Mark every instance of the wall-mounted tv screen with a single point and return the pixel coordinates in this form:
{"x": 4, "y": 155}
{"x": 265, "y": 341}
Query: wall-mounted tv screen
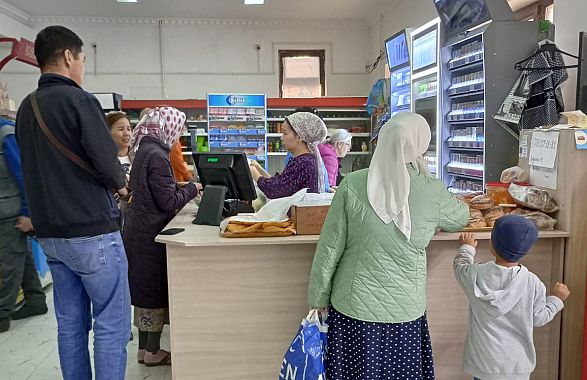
{"x": 397, "y": 50}
{"x": 424, "y": 54}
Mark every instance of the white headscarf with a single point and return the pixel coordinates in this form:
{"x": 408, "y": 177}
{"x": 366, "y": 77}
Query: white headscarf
{"x": 312, "y": 130}
{"x": 402, "y": 140}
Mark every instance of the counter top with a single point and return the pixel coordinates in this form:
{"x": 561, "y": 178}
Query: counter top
{"x": 209, "y": 236}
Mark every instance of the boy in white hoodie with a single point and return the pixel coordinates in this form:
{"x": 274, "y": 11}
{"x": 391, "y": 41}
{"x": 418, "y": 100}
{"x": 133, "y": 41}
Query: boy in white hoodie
{"x": 506, "y": 301}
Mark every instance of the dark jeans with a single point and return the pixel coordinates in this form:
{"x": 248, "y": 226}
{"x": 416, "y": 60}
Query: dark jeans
{"x": 17, "y": 270}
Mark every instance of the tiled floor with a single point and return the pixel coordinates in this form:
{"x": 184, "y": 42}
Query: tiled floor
{"x": 28, "y": 351}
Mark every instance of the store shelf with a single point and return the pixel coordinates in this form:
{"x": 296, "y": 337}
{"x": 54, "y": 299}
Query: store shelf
{"x": 465, "y": 62}
{"x": 468, "y": 176}
{"x": 474, "y": 116}
{"x": 233, "y": 118}
{"x": 236, "y": 132}
{"x": 464, "y": 91}
{"x": 426, "y": 95}
{"x": 476, "y": 150}
{"x": 329, "y": 119}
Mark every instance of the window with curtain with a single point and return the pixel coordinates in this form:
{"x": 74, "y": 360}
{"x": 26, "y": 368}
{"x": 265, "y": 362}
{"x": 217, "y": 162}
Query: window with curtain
{"x": 302, "y": 73}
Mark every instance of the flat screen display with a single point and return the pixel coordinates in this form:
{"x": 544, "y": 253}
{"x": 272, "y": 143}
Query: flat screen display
{"x": 397, "y": 50}
{"x": 582, "y": 74}
{"x": 460, "y": 15}
{"x": 424, "y": 54}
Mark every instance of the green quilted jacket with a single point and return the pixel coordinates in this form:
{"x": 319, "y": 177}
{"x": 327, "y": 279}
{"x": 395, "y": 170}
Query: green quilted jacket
{"x": 368, "y": 270}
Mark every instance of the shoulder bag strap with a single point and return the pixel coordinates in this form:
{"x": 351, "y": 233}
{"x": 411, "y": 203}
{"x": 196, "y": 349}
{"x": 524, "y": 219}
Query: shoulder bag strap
{"x": 56, "y": 142}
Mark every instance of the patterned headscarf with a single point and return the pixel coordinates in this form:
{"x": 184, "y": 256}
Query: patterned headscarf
{"x": 165, "y": 124}
{"x": 312, "y": 130}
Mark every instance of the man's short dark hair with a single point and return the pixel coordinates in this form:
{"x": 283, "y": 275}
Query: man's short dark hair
{"x": 52, "y": 41}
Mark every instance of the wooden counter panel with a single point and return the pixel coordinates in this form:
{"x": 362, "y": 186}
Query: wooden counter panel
{"x": 235, "y": 310}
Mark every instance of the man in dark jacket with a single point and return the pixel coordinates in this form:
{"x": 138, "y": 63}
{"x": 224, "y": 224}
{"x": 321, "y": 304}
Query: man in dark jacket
{"x": 17, "y": 267}
{"x": 74, "y": 212}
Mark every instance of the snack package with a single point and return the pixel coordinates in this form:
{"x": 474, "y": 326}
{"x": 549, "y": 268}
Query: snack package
{"x": 514, "y": 175}
{"x": 542, "y": 221}
{"x": 476, "y": 219}
{"x": 482, "y": 202}
{"x": 492, "y": 215}
{"x": 534, "y": 197}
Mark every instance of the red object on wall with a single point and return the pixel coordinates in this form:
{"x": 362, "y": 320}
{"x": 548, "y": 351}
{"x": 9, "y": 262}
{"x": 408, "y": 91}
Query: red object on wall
{"x": 23, "y": 51}
{"x": 584, "y": 377}
{"x": 326, "y": 102}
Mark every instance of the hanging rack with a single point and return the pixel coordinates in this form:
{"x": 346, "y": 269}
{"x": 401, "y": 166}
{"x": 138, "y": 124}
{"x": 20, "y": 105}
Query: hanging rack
{"x": 545, "y": 46}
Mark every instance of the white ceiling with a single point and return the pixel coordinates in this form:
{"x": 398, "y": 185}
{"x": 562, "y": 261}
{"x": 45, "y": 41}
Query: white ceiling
{"x": 366, "y": 10}
{"x": 273, "y": 9}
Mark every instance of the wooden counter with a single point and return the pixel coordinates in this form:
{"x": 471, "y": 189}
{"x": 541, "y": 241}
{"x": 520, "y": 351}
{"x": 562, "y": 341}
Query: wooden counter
{"x": 236, "y": 304}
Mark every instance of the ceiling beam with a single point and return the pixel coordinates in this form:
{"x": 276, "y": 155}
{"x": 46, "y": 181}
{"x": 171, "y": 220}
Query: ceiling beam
{"x": 14, "y": 13}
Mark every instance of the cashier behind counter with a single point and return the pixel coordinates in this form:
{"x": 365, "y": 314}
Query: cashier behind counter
{"x": 303, "y": 132}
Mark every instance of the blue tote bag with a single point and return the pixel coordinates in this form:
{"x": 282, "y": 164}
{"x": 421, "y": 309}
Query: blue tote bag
{"x": 305, "y": 358}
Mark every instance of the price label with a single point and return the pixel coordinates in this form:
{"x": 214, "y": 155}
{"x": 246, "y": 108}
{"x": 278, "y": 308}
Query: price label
{"x": 543, "y": 149}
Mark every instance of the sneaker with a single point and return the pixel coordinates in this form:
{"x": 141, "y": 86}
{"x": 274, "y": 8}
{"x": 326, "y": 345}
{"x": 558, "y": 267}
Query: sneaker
{"x": 29, "y": 311}
{"x": 4, "y": 324}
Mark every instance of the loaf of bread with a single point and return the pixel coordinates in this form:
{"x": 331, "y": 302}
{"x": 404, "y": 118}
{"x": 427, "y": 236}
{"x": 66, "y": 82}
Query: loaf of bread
{"x": 493, "y": 214}
{"x": 534, "y": 197}
{"x": 540, "y": 219}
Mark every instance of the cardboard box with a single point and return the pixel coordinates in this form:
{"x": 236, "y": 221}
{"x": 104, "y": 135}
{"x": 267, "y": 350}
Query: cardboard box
{"x": 309, "y": 219}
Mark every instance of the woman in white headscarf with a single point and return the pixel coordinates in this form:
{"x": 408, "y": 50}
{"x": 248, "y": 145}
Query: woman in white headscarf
{"x": 156, "y": 199}
{"x": 303, "y": 132}
{"x": 370, "y": 264}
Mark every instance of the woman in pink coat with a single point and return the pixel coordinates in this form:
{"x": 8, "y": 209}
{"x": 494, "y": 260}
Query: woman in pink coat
{"x": 335, "y": 148}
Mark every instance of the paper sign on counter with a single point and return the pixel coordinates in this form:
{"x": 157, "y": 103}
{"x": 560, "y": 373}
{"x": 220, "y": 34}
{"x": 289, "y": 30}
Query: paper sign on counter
{"x": 543, "y": 149}
{"x": 523, "y": 152}
{"x": 581, "y": 139}
{"x": 544, "y": 177}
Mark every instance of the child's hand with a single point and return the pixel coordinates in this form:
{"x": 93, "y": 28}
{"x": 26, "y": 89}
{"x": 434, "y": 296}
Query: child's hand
{"x": 560, "y": 290}
{"x": 469, "y": 239}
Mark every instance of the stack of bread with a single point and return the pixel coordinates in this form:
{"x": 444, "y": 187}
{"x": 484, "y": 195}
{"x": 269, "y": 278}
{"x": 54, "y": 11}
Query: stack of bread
{"x": 484, "y": 212}
{"x": 242, "y": 229}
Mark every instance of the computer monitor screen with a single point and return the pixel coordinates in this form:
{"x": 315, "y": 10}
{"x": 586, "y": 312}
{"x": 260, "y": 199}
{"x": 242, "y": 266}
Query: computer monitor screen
{"x": 230, "y": 170}
{"x": 458, "y": 16}
{"x": 397, "y": 50}
{"x": 582, "y": 74}
{"x": 424, "y": 54}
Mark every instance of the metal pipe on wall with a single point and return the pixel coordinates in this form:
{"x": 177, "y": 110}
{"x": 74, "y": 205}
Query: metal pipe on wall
{"x": 162, "y": 62}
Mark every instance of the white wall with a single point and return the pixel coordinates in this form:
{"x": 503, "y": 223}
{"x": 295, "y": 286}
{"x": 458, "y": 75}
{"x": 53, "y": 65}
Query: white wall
{"x": 208, "y": 56}
{"x": 570, "y": 19}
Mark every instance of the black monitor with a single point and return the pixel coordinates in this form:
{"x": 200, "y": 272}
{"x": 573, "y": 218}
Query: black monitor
{"x": 228, "y": 186}
{"x": 582, "y": 74}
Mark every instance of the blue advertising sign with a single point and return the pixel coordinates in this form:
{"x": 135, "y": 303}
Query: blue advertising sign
{"x": 235, "y": 100}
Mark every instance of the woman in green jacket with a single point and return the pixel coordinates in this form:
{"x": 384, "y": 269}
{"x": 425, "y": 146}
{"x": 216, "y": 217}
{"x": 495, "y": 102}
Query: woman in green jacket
{"x": 370, "y": 263}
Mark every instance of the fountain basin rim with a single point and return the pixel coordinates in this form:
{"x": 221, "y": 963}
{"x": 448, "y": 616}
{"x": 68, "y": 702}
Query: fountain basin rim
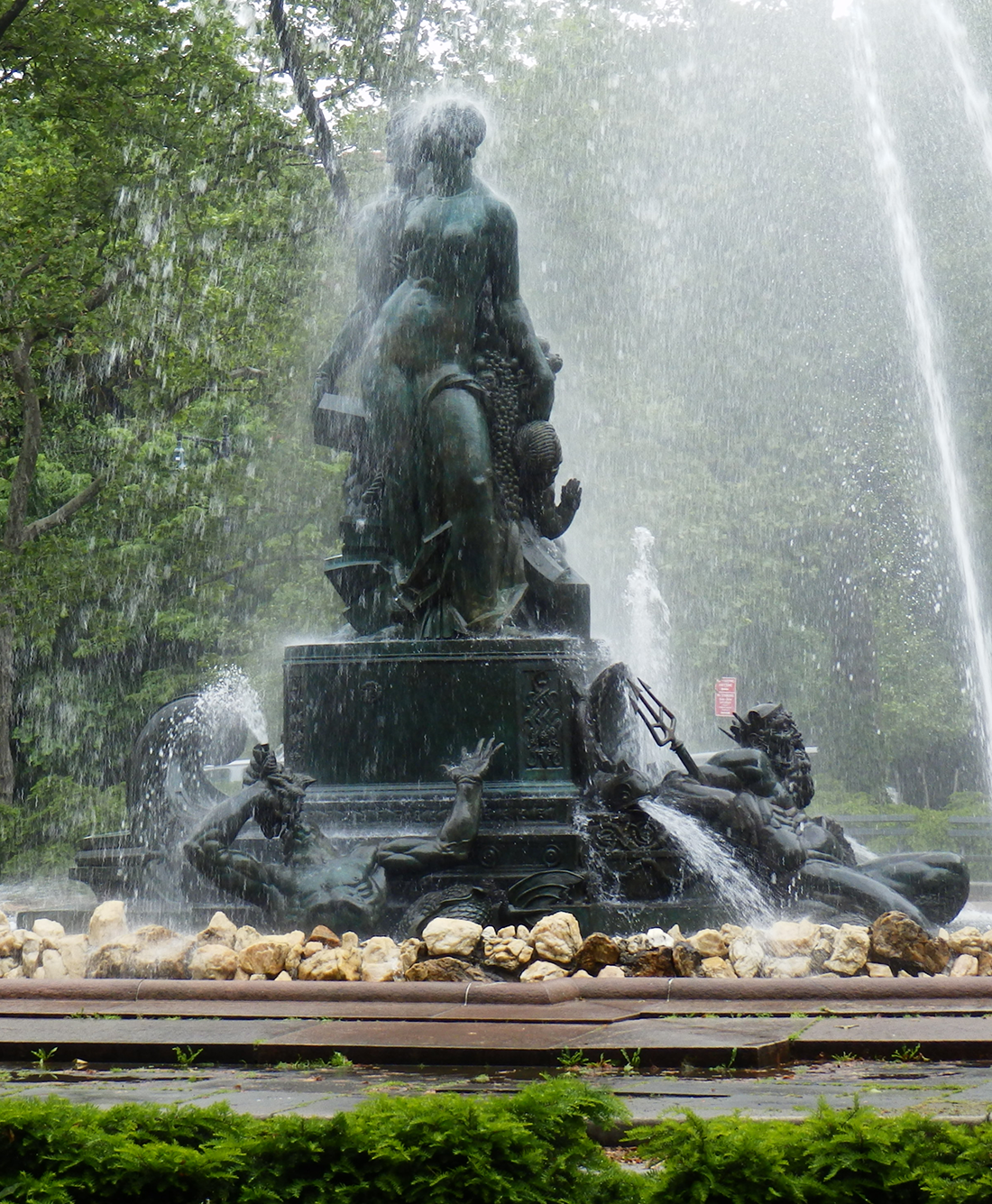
{"x": 820, "y": 990}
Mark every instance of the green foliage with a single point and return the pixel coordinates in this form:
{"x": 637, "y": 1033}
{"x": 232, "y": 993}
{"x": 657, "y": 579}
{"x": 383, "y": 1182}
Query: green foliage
{"x": 720, "y": 1160}
{"x": 834, "y": 1157}
{"x": 532, "y": 1149}
{"x": 43, "y": 832}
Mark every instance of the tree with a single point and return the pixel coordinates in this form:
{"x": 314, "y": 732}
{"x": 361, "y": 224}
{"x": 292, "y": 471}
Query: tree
{"x": 155, "y": 206}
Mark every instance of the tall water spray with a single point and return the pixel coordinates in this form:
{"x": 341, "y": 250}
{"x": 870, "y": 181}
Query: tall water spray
{"x": 920, "y": 317}
{"x": 648, "y": 619}
{"x": 975, "y": 99}
{"x": 711, "y": 859}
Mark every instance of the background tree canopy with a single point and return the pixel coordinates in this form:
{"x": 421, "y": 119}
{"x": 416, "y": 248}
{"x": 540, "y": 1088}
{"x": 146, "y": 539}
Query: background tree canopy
{"x": 701, "y": 237}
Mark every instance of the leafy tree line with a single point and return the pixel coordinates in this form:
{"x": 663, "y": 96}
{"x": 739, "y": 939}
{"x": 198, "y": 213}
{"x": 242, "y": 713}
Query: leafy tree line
{"x": 700, "y": 236}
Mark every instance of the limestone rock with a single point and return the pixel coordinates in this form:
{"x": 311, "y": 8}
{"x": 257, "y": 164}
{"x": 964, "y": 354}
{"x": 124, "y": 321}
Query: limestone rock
{"x": 716, "y": 967}
{"x": 165, "y": 959}
{"x": 294, "y": 955}
{"x": 213, "y": 960}
{"x": 410, "y": 951}
{"x": 153, "y": 934}
{"x": 556, "y": 938}
{"x": 709, "y": 942}
{"x": 905, "y": 945}
{"x": 654, "y": 963}
{"x": 220, "y": 931}
{"x": 877, "y": 970}
{"x": 686, "y": 960}
{"x": 108, "y": 923}
{"x": 336, "y": 965}
{"x": 49, "y": 932}
{"x": 52, "y": 963}
{"x": 968, "y": 941}
{"x": 850, "y": 950}
{"x": 786, "y": 938}
{"x": 262, "y": 956}
{"x": 599, "y": 950}
{"x": 448, "y": 937}
{"x": 785, "y": 967}
{"x": 964, "y": 966}
{"x": 820, "y": 953}
{"x": 74, "y": 955}
{"x": 637, "y": 944}
{"x": 506, "y": 952}
{"x": 244, "y": 937}
{"x": 380, "y": 960}
{"x": 747, "y": 953}
{"x": 112, "y": 960}
{"x": 539, "y": 972}
{"x": 445, "y": 970}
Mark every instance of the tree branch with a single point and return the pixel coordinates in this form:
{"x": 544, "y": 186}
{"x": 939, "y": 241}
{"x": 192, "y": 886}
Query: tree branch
{"x": 398, "y": 88}
{"x": 312, "y": 111}
{"x": 9, "y": 17}
{"x": 64, "y": 513}
{"x": 31, "y": 445}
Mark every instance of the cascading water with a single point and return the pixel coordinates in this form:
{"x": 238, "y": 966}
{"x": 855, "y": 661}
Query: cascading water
{"x": 974, "y": 97}
{"x": 708, "y": 856}
{"x": 920, "y": 316}
{"x": 231, "y": 694}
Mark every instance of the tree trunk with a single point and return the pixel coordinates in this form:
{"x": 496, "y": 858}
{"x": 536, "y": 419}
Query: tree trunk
{"x": 6, "y": 709}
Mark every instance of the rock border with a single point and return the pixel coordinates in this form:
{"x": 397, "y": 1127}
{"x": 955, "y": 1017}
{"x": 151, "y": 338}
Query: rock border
{"x": 459, "y": 951}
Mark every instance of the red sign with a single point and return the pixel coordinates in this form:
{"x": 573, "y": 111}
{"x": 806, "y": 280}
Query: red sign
{"x": 726, "y": 697}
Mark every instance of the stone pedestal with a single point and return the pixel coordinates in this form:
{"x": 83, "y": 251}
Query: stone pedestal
{"x": 391, "y": 712}
{"x": 377, "y": 721}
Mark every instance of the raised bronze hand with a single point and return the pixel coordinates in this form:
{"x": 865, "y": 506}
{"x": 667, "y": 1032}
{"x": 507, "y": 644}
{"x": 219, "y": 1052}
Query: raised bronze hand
{"x": 473, "y": 765}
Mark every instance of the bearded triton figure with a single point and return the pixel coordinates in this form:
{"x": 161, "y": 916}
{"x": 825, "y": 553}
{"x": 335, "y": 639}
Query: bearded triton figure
{"x": 449, "y": 371}
{"x": 755, "y": 797}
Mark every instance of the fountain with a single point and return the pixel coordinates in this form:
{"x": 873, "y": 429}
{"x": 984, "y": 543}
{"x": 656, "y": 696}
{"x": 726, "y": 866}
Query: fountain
{"x": 463, "y": 748}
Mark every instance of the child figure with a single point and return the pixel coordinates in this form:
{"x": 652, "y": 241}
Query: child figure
{"x": 537, "y": 449}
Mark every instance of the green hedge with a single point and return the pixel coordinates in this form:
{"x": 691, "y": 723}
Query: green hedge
{"x": 833, "y": 1157}
{"x": 531, "y": 1147}
{"x": 445, "y": 1149}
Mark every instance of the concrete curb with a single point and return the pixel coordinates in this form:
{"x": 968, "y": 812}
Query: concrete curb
{"x": 822, "y": 988}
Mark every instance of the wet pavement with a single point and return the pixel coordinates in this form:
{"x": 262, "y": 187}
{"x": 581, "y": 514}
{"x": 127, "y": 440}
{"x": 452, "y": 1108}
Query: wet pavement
{"x": 946, "y": 1089}
{"x": 758, "y": 1048}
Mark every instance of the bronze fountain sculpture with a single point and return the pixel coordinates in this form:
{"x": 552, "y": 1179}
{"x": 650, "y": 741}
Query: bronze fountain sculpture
{"x": 467, "y": 626}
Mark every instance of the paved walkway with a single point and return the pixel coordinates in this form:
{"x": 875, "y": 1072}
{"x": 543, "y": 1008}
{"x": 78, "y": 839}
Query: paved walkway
{"x": 935, "y": 1089}
{"x": 765, "y": 1048}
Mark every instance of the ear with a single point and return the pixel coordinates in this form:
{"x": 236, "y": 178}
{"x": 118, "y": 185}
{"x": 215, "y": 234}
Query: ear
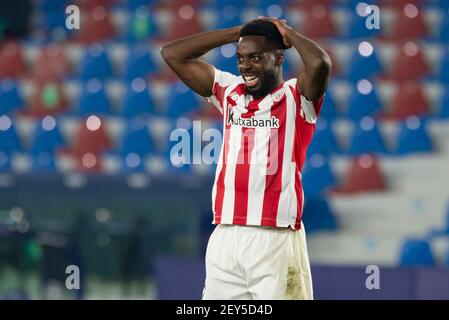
{"x": 279, "y": 58}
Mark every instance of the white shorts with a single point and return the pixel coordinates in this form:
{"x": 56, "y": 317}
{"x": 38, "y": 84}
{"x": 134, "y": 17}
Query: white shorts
{"x": 252, "y": 262}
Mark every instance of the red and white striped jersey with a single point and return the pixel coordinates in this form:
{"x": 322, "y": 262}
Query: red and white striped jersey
{"x": 258, "y": 179}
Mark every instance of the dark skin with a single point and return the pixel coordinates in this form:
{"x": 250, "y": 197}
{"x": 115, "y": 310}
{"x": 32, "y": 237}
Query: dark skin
{"x": 256, "y": 56}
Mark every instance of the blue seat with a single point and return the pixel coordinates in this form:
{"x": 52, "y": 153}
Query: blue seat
{"x": 5, "y": 162}
{"x": 132, "y": 162}
{"x": 416, "y": 252}
{"x": 134, "y": 4}
{"x": 10, "y": 99}
{"x": 366, "y": 138}
{"x": 443, "y": 30}
{"x": 323, "y": 141}
{"x": 43, "y": 162}
{"x": 139, "y": 63}
{"x": 364, "y": 64}
{"x": 136, "y": 140}
{"x": 140, "y": 25}
{"x": 180, "y": 100}
{"x": 413, "y": 137}
{"x": 137, "y": 99}
{"x": 356, "y": 28}
{"x": 443, "y": 74}
{"x": 96, "y": 63}
{"x": 9, "y": 141}
{"x": 443, "y": 110}
{"x": 363, "y": 101}
{"x": 318, "y": 215}
{"x": 317, "y": 176}
{"x": 46, "y": 138}
{"x": 93, "y": 99}
{"x": 328, "y": 110}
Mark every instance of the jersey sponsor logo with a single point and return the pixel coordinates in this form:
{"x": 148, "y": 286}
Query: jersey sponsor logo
{"x": 251, "y": 122}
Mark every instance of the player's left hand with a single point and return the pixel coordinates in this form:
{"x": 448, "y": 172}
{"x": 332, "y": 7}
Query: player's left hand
{"x": 283, "y": 28}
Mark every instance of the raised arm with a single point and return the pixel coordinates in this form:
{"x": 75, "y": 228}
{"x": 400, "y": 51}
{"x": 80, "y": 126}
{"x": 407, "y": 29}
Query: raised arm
{"x": 313, "y": 80}
{"x": 182, "y": 57}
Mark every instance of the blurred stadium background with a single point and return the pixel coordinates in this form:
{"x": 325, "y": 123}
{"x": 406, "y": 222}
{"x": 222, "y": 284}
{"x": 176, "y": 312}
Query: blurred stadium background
{"x": 85, "y": 173}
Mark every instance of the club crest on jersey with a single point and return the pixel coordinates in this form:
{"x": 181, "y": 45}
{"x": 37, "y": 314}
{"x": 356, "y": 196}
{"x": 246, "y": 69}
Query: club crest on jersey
{"x": 251, "y": 122}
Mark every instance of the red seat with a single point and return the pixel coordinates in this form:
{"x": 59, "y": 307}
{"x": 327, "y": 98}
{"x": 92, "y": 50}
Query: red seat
{"x": 97, "y": 26}
{"x": 409, "y": 23}
{"x": 318, "y": 22}
{"x": 48, "y": 99}
{"x": 51, "y": 64}
{"x": 91, "y": 140}
{"x": 91, "y": 4}
{"x": 11, "y": 61}
{"x": 409, "y": 63}
{"x": 408, "y": 101}
{"x": 364, "y": 174}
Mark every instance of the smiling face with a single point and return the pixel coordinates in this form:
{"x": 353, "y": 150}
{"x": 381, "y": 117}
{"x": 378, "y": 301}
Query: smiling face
{"x": 260, "y": 64}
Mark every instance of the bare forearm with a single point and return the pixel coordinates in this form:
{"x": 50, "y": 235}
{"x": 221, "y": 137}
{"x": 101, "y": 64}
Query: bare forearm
{"x": 314, "y": 79}
{"x": 195, "y": 46}
{"x": 311, "y": 53}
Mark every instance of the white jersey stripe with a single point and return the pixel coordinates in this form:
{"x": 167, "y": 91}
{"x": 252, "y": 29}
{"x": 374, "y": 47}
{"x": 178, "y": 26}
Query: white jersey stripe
{"x": 287, "y": 200}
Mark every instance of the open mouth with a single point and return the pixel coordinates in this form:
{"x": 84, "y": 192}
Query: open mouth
{"x": 251, "y": 81}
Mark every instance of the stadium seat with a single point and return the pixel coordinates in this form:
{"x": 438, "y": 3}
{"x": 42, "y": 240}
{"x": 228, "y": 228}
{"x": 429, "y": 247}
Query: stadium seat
{"x": 48, "y": 99}
{"x": 442, "y": 73}
{"x": 317, "y": 176}
{"x": 318, "y": 215}
{"x": 5, "y": 161}
{"x": 328, "y": 110}
{"x": 139, "y": 63}
{"x": 363, "y": 101}
{"x": 409, "y": 23}
{"x": 92, "y": 4}
{"x": 51, "y": 64}
{"x": 443, "y": 30}
{"x": 136, "y": 139}
{"x": 184, "y": 25}
{"x": 323, "y": 141}
{"x": 9, "y": 141}
{"x": 12, "y": 64}
{"x": 93, "y": 99}
{"x": 318, "y": 23}
{"x": 366, "y": 138}
{"x": 90, "y": 142}
{"x": 443, "y": 110}
{"x": 137, "y": 99}
{"x": 409, "y": 100}
{"x": 180, "y": 100}
{"x": 416, "y": 252}
{"x": 46, "y": 137}
{"x": 97, "y": 26}
{"x": 96, "y": 63}
{"x": 363, "y": 175}
{"x": 356, "y": 28}
{"x": 140, "y": 25}
{"x": 228, "y": 16}
{"x": 363, "y": 63}
{"x": 409, "y": 63}
{"x": 134, "y": 4}
{"x": 43, "y": 162}
{"x": 10, "y": 99}
{"x": 413, "y": 137}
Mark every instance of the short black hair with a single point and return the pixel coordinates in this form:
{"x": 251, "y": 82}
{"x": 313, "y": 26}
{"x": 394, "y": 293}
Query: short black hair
{"x": 265, "y": 28}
--------
Starting from the line containing "Mark every instance of the short" and ending with the final line of the data, reproduce each line exactly as it appears, including no other lines.

* Task response
Mark every instance of the short black hair with a single point and return the pixel coordinates in this form:
{"x": 251, "y": 82}
{"x": 313, "y": 26}
{"x": 394, "y": 293}
Query: short black hair
{"x": 265, "y": 28}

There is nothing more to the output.